▶ Extrait du texte:
::::::::::
Il est donc possible de résumer simplement les fondements du réalisme socialiste autour de plusieurs piliers : l’ancrage dans la vie du peuple et l’éloge du prolétariat ; l’adéquation avec l’idéologie communiste ; et la glorification du parti et des politiques menées. L’artiste réaliste se doit de conférer à son art une fonction sociale en accord avec les politiques officielles en représentant un idéal vers lequel la société soviétique est censée tendre. Or, s’il peut paraître aisé de discriminer les œuvres remplissant ou non ces critères, si ambigus soient-ils, dans le domaine de la littérature ou de l’art pictural, qu’en est-il d’un art aussi abstrait que la musique ? S’il sera toujours facile, pour un régime totalitaire, d’identifier les dissidents parmi les écrivains, de quoi parle-t-on lorsqu’il s’agit de musique ? A cette question nul ne pouvait donner de réponse claire ; aussi le réalisme socialiste se mua-t-il en une doctrine du bon goût et du politiquement correct. La musique réaliste socialiste se devait d’être belle, héroïque… autant d’attributs en somme que les plus simples d’esprits savent passablement subjectifs. Il fallait s’inspirer des « classiques » du XIXe siècle et des chansons populaires russes, en dehors de quoi toute forme de modernité était proscrite.

 

Jdanov et l’antiformalisme d’état

 

En 1936, après que Staline et Andreï Jdanov eurent assisté à une représentation de Lady Macbeth de Mtsensk de Chostakovitch, l’opéra était descendu en flèche par un article paru dans la Pravda du 28 janvier, qui, non content d’adresser au compositeur une critique véhémente, jouait explicitement sur le registre de la menace :

« La faculté qu’a la bonne musique de captiver les masses est sacrifiée sur l’autel des vains labeurs du formalisme petit-bourgeois, où l’on fait l’original en pensant créer l’originalité, où l’on joue à l’hermétisme — un jeu qui peu fort mal finir. »
::::::::::
[Éléments du jeu de données]
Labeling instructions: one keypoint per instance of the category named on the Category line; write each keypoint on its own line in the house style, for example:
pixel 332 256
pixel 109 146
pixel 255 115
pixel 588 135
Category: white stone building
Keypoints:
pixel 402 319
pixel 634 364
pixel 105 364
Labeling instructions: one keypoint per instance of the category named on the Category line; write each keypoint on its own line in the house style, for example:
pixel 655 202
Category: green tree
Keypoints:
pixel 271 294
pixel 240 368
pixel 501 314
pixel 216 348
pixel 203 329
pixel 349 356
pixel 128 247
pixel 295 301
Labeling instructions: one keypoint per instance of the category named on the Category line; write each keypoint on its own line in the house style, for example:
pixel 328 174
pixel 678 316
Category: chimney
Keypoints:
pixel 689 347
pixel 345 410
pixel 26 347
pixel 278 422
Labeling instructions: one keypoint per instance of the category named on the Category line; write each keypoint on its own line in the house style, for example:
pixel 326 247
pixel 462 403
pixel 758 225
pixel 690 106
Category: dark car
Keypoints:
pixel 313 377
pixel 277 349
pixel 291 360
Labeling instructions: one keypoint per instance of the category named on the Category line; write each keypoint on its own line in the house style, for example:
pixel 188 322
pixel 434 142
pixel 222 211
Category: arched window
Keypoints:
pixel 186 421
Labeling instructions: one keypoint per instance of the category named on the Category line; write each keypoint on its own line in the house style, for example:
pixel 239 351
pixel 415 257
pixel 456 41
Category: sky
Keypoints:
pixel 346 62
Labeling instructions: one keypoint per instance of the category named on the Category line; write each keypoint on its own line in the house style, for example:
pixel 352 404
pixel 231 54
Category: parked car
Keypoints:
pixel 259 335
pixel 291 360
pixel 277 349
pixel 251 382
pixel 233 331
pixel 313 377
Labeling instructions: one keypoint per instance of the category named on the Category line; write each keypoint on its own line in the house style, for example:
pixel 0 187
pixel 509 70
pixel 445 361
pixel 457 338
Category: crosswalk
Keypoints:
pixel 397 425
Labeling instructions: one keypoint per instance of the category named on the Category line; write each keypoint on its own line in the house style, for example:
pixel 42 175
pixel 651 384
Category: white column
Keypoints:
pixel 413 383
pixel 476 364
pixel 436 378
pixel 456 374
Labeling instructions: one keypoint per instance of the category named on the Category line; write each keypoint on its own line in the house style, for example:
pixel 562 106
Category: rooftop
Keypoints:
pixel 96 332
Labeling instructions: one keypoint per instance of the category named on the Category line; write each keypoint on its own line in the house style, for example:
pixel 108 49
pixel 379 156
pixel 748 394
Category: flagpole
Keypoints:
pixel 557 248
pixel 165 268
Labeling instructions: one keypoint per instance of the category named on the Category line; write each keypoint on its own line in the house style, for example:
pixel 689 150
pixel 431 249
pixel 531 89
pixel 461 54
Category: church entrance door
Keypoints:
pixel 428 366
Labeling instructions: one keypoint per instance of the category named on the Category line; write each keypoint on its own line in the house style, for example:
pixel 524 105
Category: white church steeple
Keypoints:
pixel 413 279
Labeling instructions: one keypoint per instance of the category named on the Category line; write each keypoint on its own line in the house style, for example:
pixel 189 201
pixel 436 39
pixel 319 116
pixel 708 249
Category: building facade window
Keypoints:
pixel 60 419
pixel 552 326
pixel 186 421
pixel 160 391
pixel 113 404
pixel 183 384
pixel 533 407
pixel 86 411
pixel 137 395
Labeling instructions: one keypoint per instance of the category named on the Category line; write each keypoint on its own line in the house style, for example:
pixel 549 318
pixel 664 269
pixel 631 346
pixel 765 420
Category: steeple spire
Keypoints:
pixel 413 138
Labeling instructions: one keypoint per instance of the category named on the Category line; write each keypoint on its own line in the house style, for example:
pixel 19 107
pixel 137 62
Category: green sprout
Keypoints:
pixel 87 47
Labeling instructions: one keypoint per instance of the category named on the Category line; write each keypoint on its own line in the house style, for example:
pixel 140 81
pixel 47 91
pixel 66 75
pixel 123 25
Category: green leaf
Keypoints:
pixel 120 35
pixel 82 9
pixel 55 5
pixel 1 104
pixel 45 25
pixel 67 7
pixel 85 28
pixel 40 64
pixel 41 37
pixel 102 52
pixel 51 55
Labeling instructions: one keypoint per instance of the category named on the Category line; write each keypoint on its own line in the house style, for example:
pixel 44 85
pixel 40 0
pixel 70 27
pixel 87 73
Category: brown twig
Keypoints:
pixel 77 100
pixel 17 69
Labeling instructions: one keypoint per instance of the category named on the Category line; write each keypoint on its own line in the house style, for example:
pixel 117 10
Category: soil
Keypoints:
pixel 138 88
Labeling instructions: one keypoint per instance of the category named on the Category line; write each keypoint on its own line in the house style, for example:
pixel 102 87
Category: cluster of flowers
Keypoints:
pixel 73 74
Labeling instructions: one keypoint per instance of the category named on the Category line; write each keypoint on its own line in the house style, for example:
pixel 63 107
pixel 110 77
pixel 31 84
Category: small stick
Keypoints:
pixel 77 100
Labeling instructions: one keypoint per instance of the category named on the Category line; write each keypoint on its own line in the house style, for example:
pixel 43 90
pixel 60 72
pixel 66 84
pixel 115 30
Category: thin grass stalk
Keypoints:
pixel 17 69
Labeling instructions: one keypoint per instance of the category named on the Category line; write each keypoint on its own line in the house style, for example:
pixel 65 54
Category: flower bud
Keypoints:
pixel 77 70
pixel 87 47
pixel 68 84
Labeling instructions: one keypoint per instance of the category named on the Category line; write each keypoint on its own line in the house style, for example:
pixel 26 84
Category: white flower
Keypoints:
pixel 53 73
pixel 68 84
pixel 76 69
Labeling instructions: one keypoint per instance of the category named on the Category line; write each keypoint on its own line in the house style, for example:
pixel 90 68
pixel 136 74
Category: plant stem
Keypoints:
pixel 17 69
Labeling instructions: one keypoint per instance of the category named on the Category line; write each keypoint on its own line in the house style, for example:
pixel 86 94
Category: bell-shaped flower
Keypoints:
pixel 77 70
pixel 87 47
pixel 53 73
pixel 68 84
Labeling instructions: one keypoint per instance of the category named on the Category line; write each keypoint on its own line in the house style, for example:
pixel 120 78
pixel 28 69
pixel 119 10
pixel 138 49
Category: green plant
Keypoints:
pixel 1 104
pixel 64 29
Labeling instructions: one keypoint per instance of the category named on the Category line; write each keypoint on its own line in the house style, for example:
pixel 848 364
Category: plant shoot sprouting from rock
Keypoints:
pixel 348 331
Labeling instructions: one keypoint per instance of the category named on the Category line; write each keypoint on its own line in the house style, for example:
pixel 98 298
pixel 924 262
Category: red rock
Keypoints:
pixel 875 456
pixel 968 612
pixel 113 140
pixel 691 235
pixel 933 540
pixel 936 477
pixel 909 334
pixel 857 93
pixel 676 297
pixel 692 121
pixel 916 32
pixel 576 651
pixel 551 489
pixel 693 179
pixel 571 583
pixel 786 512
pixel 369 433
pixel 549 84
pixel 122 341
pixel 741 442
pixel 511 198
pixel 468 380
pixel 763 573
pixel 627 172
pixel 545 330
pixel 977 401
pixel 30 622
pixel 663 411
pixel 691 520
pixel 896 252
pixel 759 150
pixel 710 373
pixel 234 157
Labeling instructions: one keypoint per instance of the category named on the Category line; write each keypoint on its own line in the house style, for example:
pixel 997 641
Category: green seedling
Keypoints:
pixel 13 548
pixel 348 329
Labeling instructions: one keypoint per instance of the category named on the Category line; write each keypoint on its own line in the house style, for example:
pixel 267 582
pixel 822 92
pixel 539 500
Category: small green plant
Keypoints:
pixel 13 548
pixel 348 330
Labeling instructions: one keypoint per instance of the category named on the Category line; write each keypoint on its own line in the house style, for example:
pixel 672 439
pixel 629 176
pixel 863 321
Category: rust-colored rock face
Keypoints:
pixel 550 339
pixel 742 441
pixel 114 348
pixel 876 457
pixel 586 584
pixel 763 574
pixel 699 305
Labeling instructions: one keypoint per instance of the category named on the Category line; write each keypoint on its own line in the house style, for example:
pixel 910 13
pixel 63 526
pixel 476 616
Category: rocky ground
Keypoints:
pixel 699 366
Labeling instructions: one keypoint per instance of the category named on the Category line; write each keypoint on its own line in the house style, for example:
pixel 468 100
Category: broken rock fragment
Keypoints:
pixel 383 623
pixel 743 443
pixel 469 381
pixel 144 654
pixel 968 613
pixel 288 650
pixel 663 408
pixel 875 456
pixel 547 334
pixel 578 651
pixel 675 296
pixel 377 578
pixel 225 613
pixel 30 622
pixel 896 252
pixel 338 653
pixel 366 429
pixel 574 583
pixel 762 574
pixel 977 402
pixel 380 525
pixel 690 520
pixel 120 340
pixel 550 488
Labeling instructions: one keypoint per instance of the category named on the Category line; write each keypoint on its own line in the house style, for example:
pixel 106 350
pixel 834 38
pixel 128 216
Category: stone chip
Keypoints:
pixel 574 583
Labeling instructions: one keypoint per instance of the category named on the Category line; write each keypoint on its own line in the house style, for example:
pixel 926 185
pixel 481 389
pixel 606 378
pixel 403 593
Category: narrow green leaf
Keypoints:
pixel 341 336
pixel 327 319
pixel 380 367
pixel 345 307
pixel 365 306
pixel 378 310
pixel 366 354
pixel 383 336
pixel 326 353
::::::::::
▶ Énoncé 1: D'après l'extrait sur le réalisme socialiste, à quelle date la Pravda a-t-elle publié l'article contre Lady Macbeth de Mtsensk ?
▶ Énoncé 2: Recopiez les enregistrements depuis leur début jusqu'à la ligne contenant "pixel 346 62" incluse, en remplaçant "house style" par "required format" et sans modifier quoi que ce soit d'autre.
L'extrait sur le réalisme socialiste et les enregistrements n'ont aucun lien entre eux.

▶ Corrigé 1: Le 28 janvier 1936.

▶ Corrigé 2:
Labeling instructions: one keypoint per instance of the category named on the Category line; write each keypoint on its own line in the required format, for example:
pixel 332 256
pixel 109 146
pixel 255 115
pixel 588 135
Category: white stone building
Keypoints:
pixel 402 319
pixel 634 364
pixel 105 364
Labeling instructions: one keypoint per instance of the category named on the Category line; write each keypoint on its own line in the required format, for example:
pixel 655 202
Category: green tree
Keypoints:
pixel 271 294
pixel 240 368
pixel 501 314
pixel 216 348
pixel 203 329
pixel 349 356
pixel 128 247
pixel 295 301
Labeling instructions: one keypoint per instance of the category named on the Category line; write each keypoint on its own line in the required format, for example:
pixel 328 174
pixel 678 316
Category: chimney
Keypoints:
pixel 689 347
pixel 345 410
pixel 26 347
pixel 278 422
Labeling instructions: one keypoint per instance of the category named on the Category line; write each keypoint on its own line in the required format, for example:
pixel 326 247
pixel 462 403
pixel 758 225
pixel 690 106
Category: dark car
Keypoints:
pixel 313 377
pixel 277 349
pixel 291 360
Labeling instructions: one keypoint per instance of the category named on the Category line; write each keypoint on its own line in the required format, for example:
pixel 188 322
pixel 434 142
pixel 222 211
Category: arched window
Keypoints:
pixel 186 421
Labeling instructions: one keypoint per instance of the category named on the Category line; write each keypoint on its own line in the required format, for example:
pixel 239 351
pixel 415 257
pixel 456 41
Category: sky
Keypoints:
pixel 346 62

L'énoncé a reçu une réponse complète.